___ DATA SHOWN ___

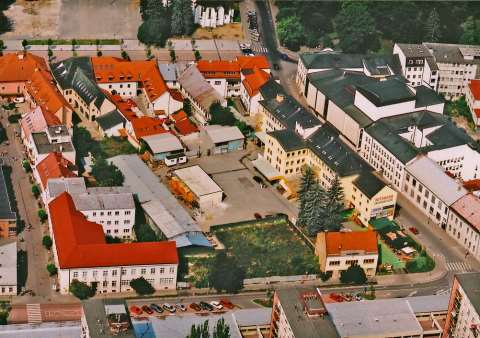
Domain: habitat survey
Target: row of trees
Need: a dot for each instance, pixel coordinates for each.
(360, 25)
(160, 22)
(320, 209)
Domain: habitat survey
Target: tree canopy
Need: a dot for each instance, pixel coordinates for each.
(226, 274)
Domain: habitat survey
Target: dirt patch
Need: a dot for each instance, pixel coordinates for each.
(231, 31)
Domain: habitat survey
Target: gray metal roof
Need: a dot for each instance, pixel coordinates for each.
(6, 209)
(168, 71)
(44, 146)
(157, 201)
(162, 143)
(219, 134)
(434, 178)
(378, 318)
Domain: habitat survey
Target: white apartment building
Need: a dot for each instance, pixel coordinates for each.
(430, 189)
(8, 267)
(337, 251)
(464, 223)
(111, 207)
(463, 319)
(447, 68)
(473, 100)
(81, 253)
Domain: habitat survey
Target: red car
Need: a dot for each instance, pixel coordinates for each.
(414, 230)
(147, 309)
(227, 303)
(135, 310)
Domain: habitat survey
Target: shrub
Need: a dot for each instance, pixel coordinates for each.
(52, 269)
(42, 214)
(81, 290)
(47, 242)
(142, 286)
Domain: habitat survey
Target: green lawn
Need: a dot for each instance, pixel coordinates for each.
(389, 257)
(268, 250)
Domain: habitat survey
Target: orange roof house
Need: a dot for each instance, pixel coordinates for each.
(110, 69)
(253, 80)
(54, 166)
(80, 243)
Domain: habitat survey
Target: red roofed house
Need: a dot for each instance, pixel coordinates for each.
(473, 100)
(336, 251)
(81, 253)
(252, 80)
(225, 76)
(129, 78)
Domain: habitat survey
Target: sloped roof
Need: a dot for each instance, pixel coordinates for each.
(338, 242)
(81, 243)
(109, 69)
(20, 67)
(54, 165)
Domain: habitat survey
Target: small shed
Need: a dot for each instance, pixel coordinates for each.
(195, 183)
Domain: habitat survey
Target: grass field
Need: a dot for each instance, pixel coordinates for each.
(268, 250)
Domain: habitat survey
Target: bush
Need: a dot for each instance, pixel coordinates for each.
(81, 290)
(52, 269)
(47, 242)
(42, 214)
(142, 286)
(353, 275)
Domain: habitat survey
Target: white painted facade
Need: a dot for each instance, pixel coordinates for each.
(117, 278)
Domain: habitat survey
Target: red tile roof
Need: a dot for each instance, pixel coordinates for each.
(109, 69)
(81, 243)
(250, 62)
(253, 81)
(54, 166)
(336, 242)
(474, 86)
(146, 125)
(40, 86)
(19, 67)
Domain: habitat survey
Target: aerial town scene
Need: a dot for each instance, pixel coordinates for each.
(239, 169)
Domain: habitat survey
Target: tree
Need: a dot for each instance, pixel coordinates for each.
(35, 190)
(356, 28)
(226, 274)
(52, 269)
(221, 115)
(47, 242)
(142, 286)
(221, 330)
(81, 290)
(106, 174)
(471, 31)
(290, 33)
(432, 27)
(187, 107)
(42, 214)
(353, 275)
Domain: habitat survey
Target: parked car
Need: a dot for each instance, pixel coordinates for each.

___

● WHAT IS EXPECTED: Retype each entry precisely. Skip images entirely.

● TASK ANSWER:
Domain: habitat survey
Target: row of trees
Need: a dot for each instance, pixel coordinates for each.
(360, 25)
(160, 22)
(320, 209)
Domain: habitat survey
Target: tree canopy
Need: a dot for each instance, pixel coordinates for each.
(226, 274)
Domain: habitat survey
Target: dirt patch
Need: a dot for each instance, pixel coordinates for each.
(231, 31)
Domain: habitat survey
Target: gray metal roof
Need: a dot for each instance, pixel coordinates for each.
(6, 209)
(168, 71)
(44, 146)
(157, 201)
(162, 143)
(219, 134)
(434, 178)
(378, 318)
Domain: habitat survey
Target: white apartment building
Need: a dot for each instance, pixel coordinates for each.
(430, 189)
(8, 267)
(337, 251)
(464, 223)
(111, 207)
(463, 319)
(447, 68)
(473, 100)
(81, 253)
Domain: habitat survey
Target: red car
Need: a dot for each instance, pixel coordinates for each.
(414, 230)
(147, 309)
(227, 303)
(135, 310)
Domain: habitat survey
Target: shrub
Need: a dot for each instance, pixel coordinates for each.
(52, 269)
(42, 214)
(81, 290)
(47, 242)
(142, 286)
Domain: habitat survey
Target: green lawn
Need: a dot for each instance, pixel coordinates for each.
(389, 257)
(268, 250)
Domain: habitat survey
Target: orange roof house
Need: a dot for each instance, pixel coordinates for each.
(110, 69)
(253, 80)
(54, 166)
(80, 243)
Domain: habitat survey
Target: red roofed house
Need: a dot for each instance, pixel coordinates for each.
(473, 100)
(336, 251)
(81, 253)
(252, 80)
(225, 76)
(129, 78)
Domain: habitat survey
Target: sloped roof
Need: a dot for each instance, pixel coordinates for each.
(338, 242)
(81, 243)
(109, 69)
(20, 67)
(54, 165)
Domain: habitat survey
Target: small shed
Need: a dot for each instance, pixel coordinates for each.
(195, 183)
Domain: habitat survey
Target: grass field
Need: a dot for each instance, pixel coordinates for each.
(268, 250)
Domain: habitat survey
Target: bush
Need: a dot for each instance, pixel coordinates for each.
(81, 290)
(52, 269)
(47, 242)
(42, 214)
(142, 286)
(353, 275)
Domain: habitat survey
Target: white painted facade
Need: a dot for each instance, pixel coordinates for each.
(117, 278)
Domain: habitat survey
Target: red tile roof
Need: a dot for each instance, pixel coordinates for each.
(109, 69)
(81, 243)
(250, 62)
(253, 81)
(54, 166)
(336, 242)
(474, 86)
(146, 125)
(40, 86)
(19, 67)
Domain: habitat survey
Target: aerial town scene
Need: a dot for each instance, pixel coordinates for each.
(239, 169)
Domain: habitat survey
Target: tree
Need: a dot for each instance, pixel coordinates for each.
(35, 190)
(356, 28)
(226, 274)
(52, 269)
(221, 115)
(47, 242)
(142, 286)
(221, 330)
(81, 290)
(106, 174)
(471, 31)
(290, 33)
(432, 27)
(187, 107)
(42, 214)
(353, 275)
Domain: habitat survey
Target: parked car
Need: a dot for each instance, pixel coordinates for each.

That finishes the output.